- PASSAGE
In the previous part of this series, the key characteristics desirable on a machine learning model capable of Anomaly Detection were discussed, as well as some of the classic techniques that could be applied to solve it. Despite their importance in the history of this area, most of them fall short of providing all the features, but new techniques keep being developed and improved, year after year.
Given the various requirements of a modern Machine Learning solution for anomaly detection, one of the best solutions available is the Robust Random Cut Forest (RRCF) algorithm [Guha et al, 2016], published in 2016 by Amazon engineers. As the name may suggest, it is a tree-based (or, more specifically, a tree ensemble or forest) with built-in approaches to bring robustness to an already scalable unsupervised technique.
In order to understand it, it’s important to understand the motivation behind its predecessor, the Isolation Forest. Isolation Forests build trees that, instead of classifying entries in previously known groups, try to better separate entry points in a tree, spreading them on a binary structure in order to maximize the number of elements that can be separated. Then, it infers how unique elements are based on the depth of the tree in which the distinction was made.
Isolation Forests use the tree depth and random comparisons to create a tree
Despite working with multiple variables, the Isolation Forests can have unreasonably long trees if a large number of irrelevant variables are considered, since these decisions will not be impactful on the final decisions, given they won’t isolate data meaningfully . It also suffers from anomaly collusion – if a group of similar anomalies exist in a given tree, the relevant decisions that separate this anomalous cluster from the rest might be distant from the actual separation of one anomaly from another.
RRCF solves these issues with two key changes to the Isolation Forest algorithm: first, it takes into consideration how diverse each dimension or variable is among the remaining datapoints to be added to the tree, and selects the dimensions that would lead to a better separation of the remaining data. Then, it considers the anomaly level of a datapoint not by its depth, but by how much it (or, rather, its most divergent subtree) modifies the tree if it is added/removed - a measurement called displacement.
High level algorithm for tree creation: dimensions and comparisons are not chosen in a completely random fashion
The first change forces the algorithm to avoid features that are irrelevant for a given partition of the data – which can be either spurious dimensions (I.e., irrelevant for the problem in general) or dimensions that are not relevant for further separating this subproblem (or that are less relevant for this subgroup of datapoints). This approach minimizes the necessity of feature pruning or directed engineering of the problems, and allows for more exploratory models that consider anomalies in a broader range of values – even if a certain attribute isn’t consistently important, it might still be used in a subproblem of individual cut trees.
The second change further adds robustness to the algorithm by effectively ignoring the number of decisions taken so far (since these decisions are taken stochastically, as seen in the pseudocode above , their amount is not as relevant as its effect on the dataset) and, instead, considering only how much an isolation decision affects the remaining datapoints. Put in another way, this technique directly measures how many datapoints would be isolated ‘against’ the isolated target , putting it into perspective against the whole tree (and the entire population). This approach is further enhanced by also considering how each subtree is isolated from its sibling subtree, and the greatest isolation is used to describe a datapoint. This means that even if a datapoint is only isolated from another 3, these four datapoints could be isolated from another 300, representing a 100:1 isolation. This proportion is relevant no matter if it happened in the first layers of the three or in the last layers, as long as it is influencing many datapoints.

- SUPPLIED MATERIAL
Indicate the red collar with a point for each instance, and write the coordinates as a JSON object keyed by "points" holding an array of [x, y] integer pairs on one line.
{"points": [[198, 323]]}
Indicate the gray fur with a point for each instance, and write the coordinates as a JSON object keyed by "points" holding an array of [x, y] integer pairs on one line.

* * *

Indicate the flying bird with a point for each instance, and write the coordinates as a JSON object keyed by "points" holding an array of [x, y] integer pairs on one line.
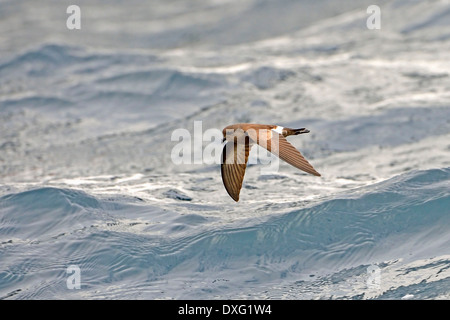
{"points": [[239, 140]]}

- WRITTEN REQUEST
Reproduce the part of the anomaly detection text from "Given the various" up to and including "distinction was made.", word for word.

- SOLUTION TO THIS EXERCISE
Given the various requirements of a modern Machine Learning solution for anomaly detection, one of the best solutions available is the Robust Random Cut Forest (RRCF) algorithm [Guha et al, 2016], published in 2016 by Amazon engineers. As the name may suggest, it is a tree-based (or, more specifically, a tree ensemble or forest) with built-in approaches to bring robustness to an already scalable unsupervised technique.
In order to understand it, it’s important to understand the motivation behind its predecessor, the Isolation Forest. Isolation Forests build trees that, instead of classifying entries in previously known groups, try to better separate entry points in a tree, spreading them on a binary structure in order to maximize the number of elements that can be separated. Then, it infers how unique elements are based on the depth of the tree in which the distinction was made.